Excerto selecionado:
══════════

Não é neccessário vivermos ao lado de alguém para nos sentirmos ligados a esse alguém mais do que a qualquer outra pessoa...

sexta-feira, 19 de maio de 2017

Inversões e Instrumentos convenientes...

O todo sem a parte não é todo;
A parte sem o todo não é parte;
Mas se a parte o faz todo sendo parte,
Não se diga que é parte, sendo todo.


Entre outros instrumentos de tortura, verdadeiramente medievais, os estudantes de retórica eram massacrados / estimulados com inversões da ordem normal das palavras, numa escala gradativa que as organizava das pouco às muito violentas. Mesmo no tempo em que o conceito de normalidade linguística era um dogma que se aceitava sem discussão, as distinções entre as figuras de retórica era penosa , residindo , quase sempre, em subtilezas de uma minúcia verdadeiramente aliciante...Hoje, uma vez que todos opinam- os doutos e os ignorantes- sobre o que é o português padrão, sobre qual é a norma linguística europeia, estas matérias tornaram-se tão inensináveis que os programas escolares as foram reduzindo e os manuais as deturparam até à caricatura.
O tempora ,o mores, até as figuras de construção perderam a dignidade e o secretismo inacessível, mas rigoroso, que as tornava difíceis, mas encantadores...

Figurae per ordinem: dispositio + elocutio» compositio
Anástrofe- mudança, contrária à consuetudo, de posição de membros da frase que se sucedem. É uma figura de palavra, que corresponde, como figura de pensamento, à histerologia, ordem artificial na sucessão dos acontecimentos.

══════════

Itens fornecidos:

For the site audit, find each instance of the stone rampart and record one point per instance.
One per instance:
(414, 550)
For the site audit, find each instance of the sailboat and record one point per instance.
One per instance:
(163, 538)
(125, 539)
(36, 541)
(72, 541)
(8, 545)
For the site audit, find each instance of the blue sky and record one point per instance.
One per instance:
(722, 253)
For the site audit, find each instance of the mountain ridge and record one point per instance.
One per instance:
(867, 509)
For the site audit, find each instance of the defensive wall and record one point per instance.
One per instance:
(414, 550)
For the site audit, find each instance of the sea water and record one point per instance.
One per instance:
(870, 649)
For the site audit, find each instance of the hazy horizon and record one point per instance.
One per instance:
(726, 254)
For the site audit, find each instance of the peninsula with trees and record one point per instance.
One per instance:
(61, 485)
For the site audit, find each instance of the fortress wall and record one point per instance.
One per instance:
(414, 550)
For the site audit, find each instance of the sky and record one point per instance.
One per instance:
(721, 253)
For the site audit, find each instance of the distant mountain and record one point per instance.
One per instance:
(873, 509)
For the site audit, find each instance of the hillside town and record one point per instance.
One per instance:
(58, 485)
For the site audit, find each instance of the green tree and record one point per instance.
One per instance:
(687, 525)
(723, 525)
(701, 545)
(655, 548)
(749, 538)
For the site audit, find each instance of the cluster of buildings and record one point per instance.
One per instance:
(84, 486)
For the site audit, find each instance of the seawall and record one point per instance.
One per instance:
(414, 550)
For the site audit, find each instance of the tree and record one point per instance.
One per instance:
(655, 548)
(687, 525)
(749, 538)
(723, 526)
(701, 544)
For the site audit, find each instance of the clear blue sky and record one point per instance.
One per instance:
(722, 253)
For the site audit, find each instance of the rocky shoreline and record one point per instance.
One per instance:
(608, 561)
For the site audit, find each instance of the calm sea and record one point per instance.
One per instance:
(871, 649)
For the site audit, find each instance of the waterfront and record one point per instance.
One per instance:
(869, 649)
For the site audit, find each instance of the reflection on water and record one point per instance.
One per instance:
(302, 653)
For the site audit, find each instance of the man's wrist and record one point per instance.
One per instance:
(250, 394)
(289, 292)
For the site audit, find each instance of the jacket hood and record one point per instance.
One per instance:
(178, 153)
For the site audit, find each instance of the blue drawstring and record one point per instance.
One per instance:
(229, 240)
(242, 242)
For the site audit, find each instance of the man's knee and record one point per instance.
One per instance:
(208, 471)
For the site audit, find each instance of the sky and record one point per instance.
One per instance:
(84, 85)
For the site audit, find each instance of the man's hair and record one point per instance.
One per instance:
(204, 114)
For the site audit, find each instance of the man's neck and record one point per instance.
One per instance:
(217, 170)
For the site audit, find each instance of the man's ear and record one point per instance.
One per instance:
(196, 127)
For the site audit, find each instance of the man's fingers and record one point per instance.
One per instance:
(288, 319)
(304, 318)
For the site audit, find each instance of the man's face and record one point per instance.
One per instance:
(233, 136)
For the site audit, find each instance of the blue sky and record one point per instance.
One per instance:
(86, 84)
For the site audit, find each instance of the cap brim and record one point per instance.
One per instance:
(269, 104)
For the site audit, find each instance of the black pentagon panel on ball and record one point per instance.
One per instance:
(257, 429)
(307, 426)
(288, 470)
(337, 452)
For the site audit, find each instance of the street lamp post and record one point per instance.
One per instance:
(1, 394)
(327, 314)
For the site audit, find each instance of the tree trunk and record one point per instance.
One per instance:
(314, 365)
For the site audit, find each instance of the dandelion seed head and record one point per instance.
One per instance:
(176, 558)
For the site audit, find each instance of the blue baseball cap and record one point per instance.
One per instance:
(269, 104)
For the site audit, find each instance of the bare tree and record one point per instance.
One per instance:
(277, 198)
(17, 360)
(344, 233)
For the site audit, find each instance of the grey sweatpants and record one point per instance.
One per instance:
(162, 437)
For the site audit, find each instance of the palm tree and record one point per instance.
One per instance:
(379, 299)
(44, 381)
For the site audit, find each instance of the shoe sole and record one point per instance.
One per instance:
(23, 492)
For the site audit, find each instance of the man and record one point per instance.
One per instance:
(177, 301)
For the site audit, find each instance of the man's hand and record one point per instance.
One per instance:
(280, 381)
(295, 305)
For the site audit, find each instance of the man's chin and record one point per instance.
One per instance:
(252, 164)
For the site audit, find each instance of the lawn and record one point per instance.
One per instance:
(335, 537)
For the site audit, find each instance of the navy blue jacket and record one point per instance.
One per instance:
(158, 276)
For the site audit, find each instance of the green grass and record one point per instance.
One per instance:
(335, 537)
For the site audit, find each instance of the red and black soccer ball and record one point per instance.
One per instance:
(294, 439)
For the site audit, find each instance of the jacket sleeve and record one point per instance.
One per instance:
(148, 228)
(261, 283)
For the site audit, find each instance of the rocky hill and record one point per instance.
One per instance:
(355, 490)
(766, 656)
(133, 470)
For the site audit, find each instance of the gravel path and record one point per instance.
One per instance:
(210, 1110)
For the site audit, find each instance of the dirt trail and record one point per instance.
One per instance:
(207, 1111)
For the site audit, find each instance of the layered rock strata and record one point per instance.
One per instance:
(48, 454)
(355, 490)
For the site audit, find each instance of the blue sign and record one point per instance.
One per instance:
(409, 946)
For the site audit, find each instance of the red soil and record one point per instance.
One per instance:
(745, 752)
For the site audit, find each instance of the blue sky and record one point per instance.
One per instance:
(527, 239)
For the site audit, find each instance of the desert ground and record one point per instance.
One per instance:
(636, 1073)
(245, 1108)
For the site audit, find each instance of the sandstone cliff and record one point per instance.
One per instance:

══════════

Tarefa pedida: Pode reescrever a passagem do texto sobre figuras de retórica que começa em "Entre outros instrumentos" e termina em "até à caricatura.", mudando o nome "estudantes de retórica" para "alunos de retórica"? Não é preciso recorrer aos itens.

Resposta à tarefa:
Entre outros instrumentos de tortura, verdadeiramente medievais, os alunos de retórica eram massacrados / estimulados com inversões da ordem normal das palavras, numa escala gradativa que as organizava das pouco às muito violentas. Mesmo no tempo em que o conceito de normalidade linguística era um dogma que se aceitava sem discussão, as distinções entre as figuras de retórica era penosa , residindo , quase sempre, em subtilezas de uma minúcia verdadeiramente aliciante...Hoje, uma vez que todos opinam- os doutos e os ignorantes- sobre o que é o português padrão, sobre qual é a norma linguística europeia, estas matérias tornaram-se tão inensináveis que os programas escolares as foram reduzindo e os manuais as deturparam até à caricatura.